Rewrite the records starting with the line with "Please mark the region of every instance of the plastic" and going on through the line with "[[[213,273],[166,273],[148,280],[147,282],[212,282],[217,279]]]", changing "plastic bottle" to "water bottle" and leaving everything else unchanged. Give only those lines.

Supplied entries ▸
□ □ □

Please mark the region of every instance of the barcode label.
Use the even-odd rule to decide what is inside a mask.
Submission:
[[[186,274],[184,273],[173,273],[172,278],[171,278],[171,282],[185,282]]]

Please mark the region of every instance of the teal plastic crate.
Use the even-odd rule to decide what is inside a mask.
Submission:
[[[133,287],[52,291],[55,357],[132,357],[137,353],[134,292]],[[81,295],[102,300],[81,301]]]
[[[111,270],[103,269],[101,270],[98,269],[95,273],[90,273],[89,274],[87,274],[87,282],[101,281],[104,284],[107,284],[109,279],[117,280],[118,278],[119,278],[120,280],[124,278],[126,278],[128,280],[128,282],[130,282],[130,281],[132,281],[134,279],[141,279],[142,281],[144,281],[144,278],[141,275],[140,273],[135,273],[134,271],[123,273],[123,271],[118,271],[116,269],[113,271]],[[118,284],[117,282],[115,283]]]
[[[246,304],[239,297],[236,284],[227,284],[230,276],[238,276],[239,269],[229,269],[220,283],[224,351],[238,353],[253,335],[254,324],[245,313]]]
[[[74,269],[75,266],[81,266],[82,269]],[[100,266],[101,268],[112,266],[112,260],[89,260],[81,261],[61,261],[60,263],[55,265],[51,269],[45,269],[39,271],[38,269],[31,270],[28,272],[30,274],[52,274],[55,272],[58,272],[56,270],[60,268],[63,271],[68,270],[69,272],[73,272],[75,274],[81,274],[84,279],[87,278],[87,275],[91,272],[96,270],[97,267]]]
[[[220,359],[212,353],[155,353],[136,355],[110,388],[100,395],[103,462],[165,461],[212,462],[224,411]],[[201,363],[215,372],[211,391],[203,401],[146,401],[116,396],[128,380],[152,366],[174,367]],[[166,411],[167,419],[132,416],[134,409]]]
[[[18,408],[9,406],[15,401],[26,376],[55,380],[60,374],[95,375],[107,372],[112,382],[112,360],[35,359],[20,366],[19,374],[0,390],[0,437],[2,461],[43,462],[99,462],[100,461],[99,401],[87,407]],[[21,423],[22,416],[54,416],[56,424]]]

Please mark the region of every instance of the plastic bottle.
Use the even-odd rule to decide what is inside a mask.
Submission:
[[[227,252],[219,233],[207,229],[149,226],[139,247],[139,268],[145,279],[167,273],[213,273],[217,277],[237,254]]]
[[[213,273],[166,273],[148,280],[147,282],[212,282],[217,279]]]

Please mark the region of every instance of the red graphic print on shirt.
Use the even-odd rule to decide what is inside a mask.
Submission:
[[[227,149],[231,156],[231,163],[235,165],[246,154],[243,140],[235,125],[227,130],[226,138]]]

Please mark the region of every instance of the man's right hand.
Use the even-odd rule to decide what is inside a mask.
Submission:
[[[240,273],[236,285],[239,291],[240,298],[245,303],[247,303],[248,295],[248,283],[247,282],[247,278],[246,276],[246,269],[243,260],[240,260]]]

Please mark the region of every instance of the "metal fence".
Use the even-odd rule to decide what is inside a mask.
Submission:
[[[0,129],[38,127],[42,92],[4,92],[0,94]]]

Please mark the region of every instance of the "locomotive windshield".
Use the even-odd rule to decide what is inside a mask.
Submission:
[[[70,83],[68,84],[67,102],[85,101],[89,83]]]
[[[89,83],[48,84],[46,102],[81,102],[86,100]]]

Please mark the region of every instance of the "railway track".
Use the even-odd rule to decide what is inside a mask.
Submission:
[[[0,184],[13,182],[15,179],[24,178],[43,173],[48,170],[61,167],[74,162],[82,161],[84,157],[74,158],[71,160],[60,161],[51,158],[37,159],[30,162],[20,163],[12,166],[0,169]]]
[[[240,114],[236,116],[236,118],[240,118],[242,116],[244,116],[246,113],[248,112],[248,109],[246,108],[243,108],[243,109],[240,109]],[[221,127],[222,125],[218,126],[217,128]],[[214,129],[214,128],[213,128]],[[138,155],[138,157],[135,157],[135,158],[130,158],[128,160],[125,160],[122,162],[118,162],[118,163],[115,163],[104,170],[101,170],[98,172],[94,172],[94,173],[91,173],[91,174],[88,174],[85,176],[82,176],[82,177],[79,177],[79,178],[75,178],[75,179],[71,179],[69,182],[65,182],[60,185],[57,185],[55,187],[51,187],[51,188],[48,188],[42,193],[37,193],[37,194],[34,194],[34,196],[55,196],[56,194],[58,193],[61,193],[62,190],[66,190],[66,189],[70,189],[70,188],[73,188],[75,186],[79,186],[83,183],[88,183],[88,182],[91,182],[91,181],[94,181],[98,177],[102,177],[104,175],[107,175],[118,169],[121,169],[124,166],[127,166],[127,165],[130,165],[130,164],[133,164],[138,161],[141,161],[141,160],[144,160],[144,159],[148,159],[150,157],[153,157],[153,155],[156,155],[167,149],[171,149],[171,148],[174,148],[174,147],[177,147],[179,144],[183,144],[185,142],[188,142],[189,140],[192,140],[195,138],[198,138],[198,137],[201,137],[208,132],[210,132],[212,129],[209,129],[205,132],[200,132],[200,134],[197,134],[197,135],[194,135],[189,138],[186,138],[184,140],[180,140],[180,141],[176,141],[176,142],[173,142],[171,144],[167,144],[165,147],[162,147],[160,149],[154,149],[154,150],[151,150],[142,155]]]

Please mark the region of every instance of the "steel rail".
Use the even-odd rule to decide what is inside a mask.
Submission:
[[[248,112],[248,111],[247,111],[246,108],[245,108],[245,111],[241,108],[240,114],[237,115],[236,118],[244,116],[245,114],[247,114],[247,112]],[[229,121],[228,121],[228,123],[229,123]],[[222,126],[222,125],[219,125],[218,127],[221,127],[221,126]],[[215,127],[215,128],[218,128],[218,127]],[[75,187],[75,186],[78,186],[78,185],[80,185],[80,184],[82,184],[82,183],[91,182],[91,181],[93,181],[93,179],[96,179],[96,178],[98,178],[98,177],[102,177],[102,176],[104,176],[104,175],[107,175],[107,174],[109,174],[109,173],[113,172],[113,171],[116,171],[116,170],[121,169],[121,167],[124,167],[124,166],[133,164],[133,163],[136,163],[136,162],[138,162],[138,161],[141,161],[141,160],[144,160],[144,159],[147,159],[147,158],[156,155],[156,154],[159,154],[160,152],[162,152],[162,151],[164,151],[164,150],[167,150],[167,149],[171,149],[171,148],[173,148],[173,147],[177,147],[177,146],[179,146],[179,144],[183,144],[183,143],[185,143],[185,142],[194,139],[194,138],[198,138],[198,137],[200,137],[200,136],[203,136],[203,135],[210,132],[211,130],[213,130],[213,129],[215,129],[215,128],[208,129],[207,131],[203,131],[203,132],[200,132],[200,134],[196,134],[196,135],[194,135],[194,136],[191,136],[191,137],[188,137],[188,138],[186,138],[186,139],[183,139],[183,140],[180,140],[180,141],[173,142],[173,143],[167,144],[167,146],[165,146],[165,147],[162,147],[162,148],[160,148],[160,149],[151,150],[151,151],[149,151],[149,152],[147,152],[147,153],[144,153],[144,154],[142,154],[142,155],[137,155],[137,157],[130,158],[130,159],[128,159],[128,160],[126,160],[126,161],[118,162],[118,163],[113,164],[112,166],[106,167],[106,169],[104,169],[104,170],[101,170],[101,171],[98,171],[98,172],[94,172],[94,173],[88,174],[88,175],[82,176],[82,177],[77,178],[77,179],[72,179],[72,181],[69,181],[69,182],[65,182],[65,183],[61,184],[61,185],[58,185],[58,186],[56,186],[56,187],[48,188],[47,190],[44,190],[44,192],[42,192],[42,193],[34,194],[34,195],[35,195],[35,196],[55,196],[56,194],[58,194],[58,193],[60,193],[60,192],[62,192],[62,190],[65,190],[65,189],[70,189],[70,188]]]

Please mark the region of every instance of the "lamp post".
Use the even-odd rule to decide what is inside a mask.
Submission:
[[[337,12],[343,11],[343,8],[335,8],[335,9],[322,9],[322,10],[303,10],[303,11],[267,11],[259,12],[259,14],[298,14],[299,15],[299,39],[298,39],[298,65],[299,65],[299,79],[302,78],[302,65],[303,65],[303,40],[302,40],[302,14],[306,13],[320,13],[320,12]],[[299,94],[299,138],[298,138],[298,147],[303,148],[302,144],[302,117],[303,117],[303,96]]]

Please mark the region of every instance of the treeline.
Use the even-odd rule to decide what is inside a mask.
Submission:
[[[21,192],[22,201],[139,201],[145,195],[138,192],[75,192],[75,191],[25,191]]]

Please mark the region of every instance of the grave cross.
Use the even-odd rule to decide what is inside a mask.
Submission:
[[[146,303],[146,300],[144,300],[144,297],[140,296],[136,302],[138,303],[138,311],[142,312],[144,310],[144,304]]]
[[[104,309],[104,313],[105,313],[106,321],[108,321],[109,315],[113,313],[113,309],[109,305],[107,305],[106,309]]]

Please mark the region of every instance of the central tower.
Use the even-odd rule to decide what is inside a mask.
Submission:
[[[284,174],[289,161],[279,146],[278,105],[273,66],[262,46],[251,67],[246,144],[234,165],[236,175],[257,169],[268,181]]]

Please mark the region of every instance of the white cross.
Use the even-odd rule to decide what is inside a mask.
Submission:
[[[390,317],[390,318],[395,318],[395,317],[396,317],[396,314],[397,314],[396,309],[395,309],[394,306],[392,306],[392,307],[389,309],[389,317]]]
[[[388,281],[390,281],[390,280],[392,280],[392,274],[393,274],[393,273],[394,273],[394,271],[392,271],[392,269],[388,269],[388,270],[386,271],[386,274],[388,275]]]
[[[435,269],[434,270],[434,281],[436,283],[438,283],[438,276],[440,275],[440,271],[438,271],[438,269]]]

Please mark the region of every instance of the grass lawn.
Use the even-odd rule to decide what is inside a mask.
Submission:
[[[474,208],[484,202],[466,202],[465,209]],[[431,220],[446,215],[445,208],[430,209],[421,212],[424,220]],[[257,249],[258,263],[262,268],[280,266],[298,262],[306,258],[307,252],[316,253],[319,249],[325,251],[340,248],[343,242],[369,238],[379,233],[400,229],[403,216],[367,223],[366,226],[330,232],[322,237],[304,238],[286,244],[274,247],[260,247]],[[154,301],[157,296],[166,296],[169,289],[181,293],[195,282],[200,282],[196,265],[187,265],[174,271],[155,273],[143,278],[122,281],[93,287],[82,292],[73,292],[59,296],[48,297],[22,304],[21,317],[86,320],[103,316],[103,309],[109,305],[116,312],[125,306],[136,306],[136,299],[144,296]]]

□ □ □

Answer in full ▸
Please mark the region of every instance of the water bottle.
Use the even-odd rule to decide what is inside a mask.
Submission:
[[[227,252],[219,233],[207,229],[149,226],[139,247],[139,268],[145,279],[167,273],[213,273],[217,277],[237,254]]]
[[[213,273],[166,273],[148,280],[147,282],[212,282],[217,279]]]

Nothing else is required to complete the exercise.